Would you restate each line of the data below word for word, without its pictures?

········

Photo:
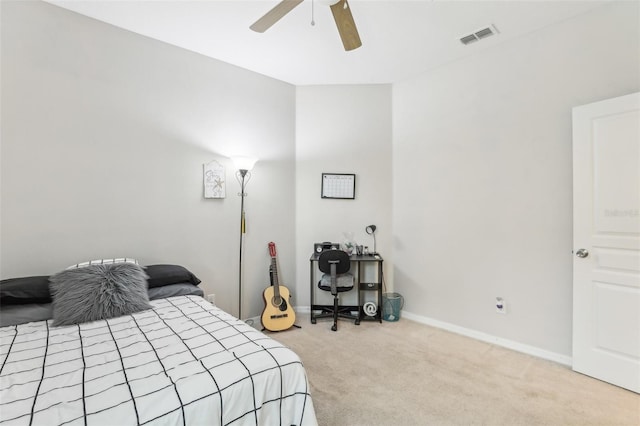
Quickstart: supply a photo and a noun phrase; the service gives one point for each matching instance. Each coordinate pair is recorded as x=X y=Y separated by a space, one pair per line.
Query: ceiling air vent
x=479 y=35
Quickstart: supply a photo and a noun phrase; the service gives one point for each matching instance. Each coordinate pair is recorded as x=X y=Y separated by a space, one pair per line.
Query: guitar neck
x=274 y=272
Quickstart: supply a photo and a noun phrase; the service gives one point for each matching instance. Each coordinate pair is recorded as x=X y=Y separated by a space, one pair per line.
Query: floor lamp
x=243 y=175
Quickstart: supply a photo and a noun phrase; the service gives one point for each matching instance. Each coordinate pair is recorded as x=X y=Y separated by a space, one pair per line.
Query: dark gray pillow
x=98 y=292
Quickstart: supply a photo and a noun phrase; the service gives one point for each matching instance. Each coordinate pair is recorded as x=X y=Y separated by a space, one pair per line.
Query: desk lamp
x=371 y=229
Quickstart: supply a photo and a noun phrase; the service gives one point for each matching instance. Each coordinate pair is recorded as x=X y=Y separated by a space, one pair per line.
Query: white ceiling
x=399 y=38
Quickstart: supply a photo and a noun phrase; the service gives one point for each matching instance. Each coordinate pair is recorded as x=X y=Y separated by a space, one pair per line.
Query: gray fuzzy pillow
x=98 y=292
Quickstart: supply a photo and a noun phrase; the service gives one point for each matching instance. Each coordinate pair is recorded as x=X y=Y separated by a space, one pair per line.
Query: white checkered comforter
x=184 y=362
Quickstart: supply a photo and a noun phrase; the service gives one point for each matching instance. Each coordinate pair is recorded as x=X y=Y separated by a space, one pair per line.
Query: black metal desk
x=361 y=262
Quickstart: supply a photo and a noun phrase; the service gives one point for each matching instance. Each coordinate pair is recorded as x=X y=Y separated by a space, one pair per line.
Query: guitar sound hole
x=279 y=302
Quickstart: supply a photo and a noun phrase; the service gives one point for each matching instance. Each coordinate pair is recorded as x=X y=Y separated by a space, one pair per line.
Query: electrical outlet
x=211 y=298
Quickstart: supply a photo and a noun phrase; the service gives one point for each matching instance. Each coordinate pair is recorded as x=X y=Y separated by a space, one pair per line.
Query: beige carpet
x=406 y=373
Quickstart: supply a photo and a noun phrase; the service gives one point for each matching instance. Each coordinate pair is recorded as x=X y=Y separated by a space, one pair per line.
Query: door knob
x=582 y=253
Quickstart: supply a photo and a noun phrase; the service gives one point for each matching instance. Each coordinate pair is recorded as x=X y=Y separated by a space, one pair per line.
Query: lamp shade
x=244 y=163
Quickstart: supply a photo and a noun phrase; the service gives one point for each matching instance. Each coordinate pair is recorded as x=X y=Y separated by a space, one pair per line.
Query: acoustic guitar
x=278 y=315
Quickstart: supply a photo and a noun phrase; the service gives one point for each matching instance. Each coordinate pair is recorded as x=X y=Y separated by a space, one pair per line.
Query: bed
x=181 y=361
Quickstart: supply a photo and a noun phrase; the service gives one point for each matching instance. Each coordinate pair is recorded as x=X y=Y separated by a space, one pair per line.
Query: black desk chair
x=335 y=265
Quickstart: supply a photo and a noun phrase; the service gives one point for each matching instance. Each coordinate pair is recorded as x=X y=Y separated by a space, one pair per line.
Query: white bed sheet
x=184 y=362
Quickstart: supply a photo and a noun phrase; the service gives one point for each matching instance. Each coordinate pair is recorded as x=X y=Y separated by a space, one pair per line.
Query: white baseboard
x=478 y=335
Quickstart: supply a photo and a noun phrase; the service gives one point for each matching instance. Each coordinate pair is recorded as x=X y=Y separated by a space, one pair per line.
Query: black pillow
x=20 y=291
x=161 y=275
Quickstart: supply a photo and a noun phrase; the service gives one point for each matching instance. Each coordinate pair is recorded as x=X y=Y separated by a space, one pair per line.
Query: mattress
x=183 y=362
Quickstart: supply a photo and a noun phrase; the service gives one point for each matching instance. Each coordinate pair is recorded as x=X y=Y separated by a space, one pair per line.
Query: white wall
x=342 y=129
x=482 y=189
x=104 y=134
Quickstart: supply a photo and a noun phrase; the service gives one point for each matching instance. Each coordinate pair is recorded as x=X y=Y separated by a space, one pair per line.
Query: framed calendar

········

Exercise solution:
Photo:
Quickstart: supply a photo and a noun phrase; the service gives one point for each matching instance. Each coordinate pair is recorded as x=X y=Y separated by a space, one pair per line.
Query: ceiling air vent
x=479 y=35
Quickstart: supply a photo and a noun phrase; the service gives one point for each matching instance. Each coordinate pair is recorded as x=X y=Y separated by a space, one pair per line.
Query: guitar neck
x=274 y=272
Quickstart: supply a photo and a noun phrase; the service gives one point for each matching instance. Each coordinate pair is recorded as x=X y=Y separated by a space, one pair per line.
Query: floor lamp
x=243 y=175
Quickstart: supply a photo and a noun phrase; the service gives one point for each matching instance. Each coordinate pair is recorded as x=X y=Y separated by a space, one pair per line.
Query: dark gray pillow
x=98 y=292
Quickstart: supply a photo and a noun phrase; the service gives one point for each matching instance. Each coordinate pair is recorded as x=X y=Y separated by a space, one pair per line.
Query: desk lamp
x=371 y=229
Quickstart: supply a photo and a noun phrase; the service gives one point for each matching instance. Each coordinate pair is recorded as x=X y=Y separated by a space, one pair per line.
Query: white ceiling
x=399 y=38
Quickstart: supply a photo and a noun phrase; the service gives one point for each matching instance. Each coordinate pair is recorded as x=X y=Y separated by a space, one pair per line.
Query: gray fuzzy pillow
x=98 y=292
Quickstart: supply a photo and a noun phrase; the service gives one point for each matching instance. Each coordinate pair is recorded as x=X y=Y separated by a space, one pair per line.
Query: white checkered comforter
x=184 y=362
Quickstart: supply a photo and a noun phrase; the service gives one point for each matching instance. Each coordinate pair is recorded as x=X y=Y separated by a space, one pair per line.
Query: black metal desk
x=361 y=262
Quickstart: supply a photo and a noun phrase; the service gives one point for each matching instance. Each coordinate pair is recorded as x=X y=Y separated by a space, one pair per line.
Query: guitar sound hole
x=279 y=302
Quickstart: supply a photo and a noun phrase; the service gives one point for each matching instance. Each coordinate pair is recorded as x=X y=Y separated by a space, one pair per line.
Query: electrical outlet
x=211 y=298
Quickstart: supply a photo and a noun phrase; the service gives one point for each matching instance. Each coordinate pair is recorded as x=X y=Y separated by a space, one pair per line.
Query: beige carpet
x=406 y=373
Quickstart: supply a photo and a noun phrase; the service gives one point for each matching instance. Each coordinate pair is recorded as x=X y=Y separated by a space, one pair per line.
Query: door knob
x=582 y=253
Quickstart: supply a photo and a noun phrase; the service gives one point for each matching instance. Each coordinate pair is recorded as x=X y=Y separated by a space, one pair per line.
Query: lamp shade
x=244 y=163
Quickstart: supply a photo and a noun phrase; the service gives one point for each matching instance. Each coordinate pair is recorded as x=X y=Y separated by a space, one pair per line.
Query: acoustic guitar
x=278 y=315
Quickstart: supply a photo and a noun phrase; the service gives one point for each matching instance. Each coordinate pair is recorded as x=X y=Y separated by a space, one pair per line.
Query: bed
x=181 y=361
Quickstart: supply a photo and a noun phrase; the service gives one point for each matching instance. Each coordinate pair is recorded as x=X y=Y separated by a space, one pair per line.
Query: black desk chair
x=335 y=265
Quickstart: supply a photo and a noun phrase; the service gives one point for each matching instance. Each coordinate pair is recorded as x=X y=Y separated by a space, one pair per line.
Query: white bed sheet
x=184 y=362
Quickstart: supply a photo and a noun phrase; the service gives one point for each matching instance. Each coordinate pair is recorded as x=X y=Y separated by a space, one pair per line.
Query: white baseboard
x=478 y=335
Quickstart: supply a photo and a noun phrase; the service gives one point for each matching instance. Each coordinate pair is recorded as x=X y=Y separated by a space, one pair per line.
Query: black pillow
x=20 y=291
x=161 y=275
Quickstart: supply a photo and a noun phrase; the service gives one point for each matching instance. Each coordinate pair is recorded as x=X y=Y separated by a space, one pair per line.
Query: mattress
x=183 y=362
Quickstart: supply a photo and a noun phrase; the service gives one point for each matching instance. Each coordinate pair is recorded as x=X y=Y separated by a space, one pair per line.
Query: white wall
x=342 y=129
x=482 y=189
x=104 y=134
Quickstart: supply a photo and a noun phrase; the service gives one point for each matching instance. Each coordinate pair is recorded as x=X y=Y separated by a space, one pair per line.
Query: framed calendar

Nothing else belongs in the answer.